───── DATA SUPPLIED ─────

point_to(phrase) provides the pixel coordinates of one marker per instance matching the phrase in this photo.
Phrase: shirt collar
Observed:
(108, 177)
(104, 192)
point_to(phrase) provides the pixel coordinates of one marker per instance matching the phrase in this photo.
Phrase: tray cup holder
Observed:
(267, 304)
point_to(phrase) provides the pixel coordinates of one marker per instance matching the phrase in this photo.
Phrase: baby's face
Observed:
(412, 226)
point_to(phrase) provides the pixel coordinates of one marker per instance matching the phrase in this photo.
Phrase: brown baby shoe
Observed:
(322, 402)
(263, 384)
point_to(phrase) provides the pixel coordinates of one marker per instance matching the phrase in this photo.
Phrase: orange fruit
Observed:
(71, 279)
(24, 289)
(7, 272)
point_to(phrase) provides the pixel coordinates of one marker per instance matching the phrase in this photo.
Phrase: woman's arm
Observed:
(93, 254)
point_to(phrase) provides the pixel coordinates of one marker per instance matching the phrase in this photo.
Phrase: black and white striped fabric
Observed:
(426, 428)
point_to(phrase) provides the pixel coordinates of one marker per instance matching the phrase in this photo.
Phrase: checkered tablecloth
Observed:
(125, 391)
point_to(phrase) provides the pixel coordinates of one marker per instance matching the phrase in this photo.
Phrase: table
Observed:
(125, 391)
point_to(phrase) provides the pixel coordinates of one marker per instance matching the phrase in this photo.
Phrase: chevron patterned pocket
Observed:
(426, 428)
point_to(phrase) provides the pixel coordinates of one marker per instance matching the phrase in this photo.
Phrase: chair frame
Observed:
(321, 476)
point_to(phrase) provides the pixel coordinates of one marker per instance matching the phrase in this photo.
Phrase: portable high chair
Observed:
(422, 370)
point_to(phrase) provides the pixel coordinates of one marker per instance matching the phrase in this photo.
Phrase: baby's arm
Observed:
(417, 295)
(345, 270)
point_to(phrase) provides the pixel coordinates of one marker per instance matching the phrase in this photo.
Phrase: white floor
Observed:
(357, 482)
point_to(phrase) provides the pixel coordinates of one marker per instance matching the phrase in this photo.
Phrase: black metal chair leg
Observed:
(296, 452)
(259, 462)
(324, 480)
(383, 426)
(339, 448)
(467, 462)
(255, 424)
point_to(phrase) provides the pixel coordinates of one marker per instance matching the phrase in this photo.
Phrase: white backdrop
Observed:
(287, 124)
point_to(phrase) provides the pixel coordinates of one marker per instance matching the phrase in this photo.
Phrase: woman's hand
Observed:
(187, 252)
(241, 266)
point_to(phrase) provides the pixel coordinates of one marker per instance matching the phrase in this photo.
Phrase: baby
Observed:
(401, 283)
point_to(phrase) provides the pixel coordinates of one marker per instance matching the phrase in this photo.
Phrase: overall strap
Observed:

─────

- **GOAL OF THE EXERCISE**: Every line in the listing above should be repeated exactly.

- **RESULT**:
point_to(phrase) provides the pixel coordinates of one marker per instance matching the phrase in this photo.
Phrase: shirt collar
Observed:
(108, 177)
(104, 192)
point_to(phrase) provides the pixel coordinates of one marker per instance matching the phrase in this photo.
Phrase: tray cup holder
Observed:
(267, 304)
point_to(phrase) provides the pixel coordinates of one marker per instance matching the phrase in this photo.
Phrase: baby's face
Observed:
(412, 226)
point_to(phrase) provides the pixel coordinates of one marker per instance matching the phrase in this photo.
Phrase: brown baby shoe
Observed:
(322, 402)
(263, 384)
point_to(phrase) provides the pixel coordinates of one marker per instance matching the phrase in this photo.
Phrase: orange fruit
Observed:
(71, 279)
(24, 289)
(7, 272)
point_to(phrase) provides the pixel coordinates of one marker per instance matching the phrase in this photo.
Phrase: woman's arm
Observed:
(93, 254)
point_to(phrase) provides the pixel coordinates of one marker per instance matching the phrase in this photo.
Phrase: black and white striped fabric
Observed:
(426, 428)
point_to(phrase) provides the pixel coordinates of one marker per instance matching the phrase in this photo.
Phrase: checkered tablecloth
Observed:
(125, 391)
point_to(phrase) provides the pixel coordinates of one marker per instance matching the phrase in this photo.
Phrase: table
Observed:
(125, 391)
point_to(phrase) provides the pixel coordinates of one marker per instance matching the phrase in this photo.
Phrase: chevron patterned pocket
Observed:
(426, 428)
point_to(phrase) provides the pixel coordinates of one marker per instance matching the phrase in this photo.
Phrase: chair frame
Observed:
(321, 476)
point_to(phrase) provides the pixel coordinates of one marker per instance matching the phrase in this photo.
Phrase: portable high chair
Observed:
(422, 370)
point_to(phrase) provides the pixel coordinates of one marker per instance matching the phrase in this photo.
Phrase: baby's arm
Observed:
(417, 295)
(345, 270)
point_to(phrase) provides the pixel coordinates of one marker per instance matching the phrase in this photo.
Phrase: white floor
Observed:
(357, 482)
point_to(phrase) provides the pixel coordinates of one marker per instance matching the phrase in this photo.
Phrase: black metal chair leg
Observed:
(296, 452)
(259, 462)
(324, 480)
(383, 426)
(339, 448)
(467, 462)
(255, 424)
point_to(phrase) provides the pixel coordinates of one marker per instance matching the phrase in this photo.
Phrase: white backdrop
Observed:
(287, 124)
point_to(phrase) provides the pixel coordinates of one marker per instance matching the phrase in this photo.
Phrase: woman's hand
Observed:
(187, 252)
(241, 266)
point_to(phrase) provides the pixel coordinates of one marker per instance matching the phrase in this photo.
Phrase: baby
Observed:
(401, 283)
point_to(phrase) provides the pixel coordinates of one marker per instance matching the phrase in this photo.
Phrase: overall strap
Observed:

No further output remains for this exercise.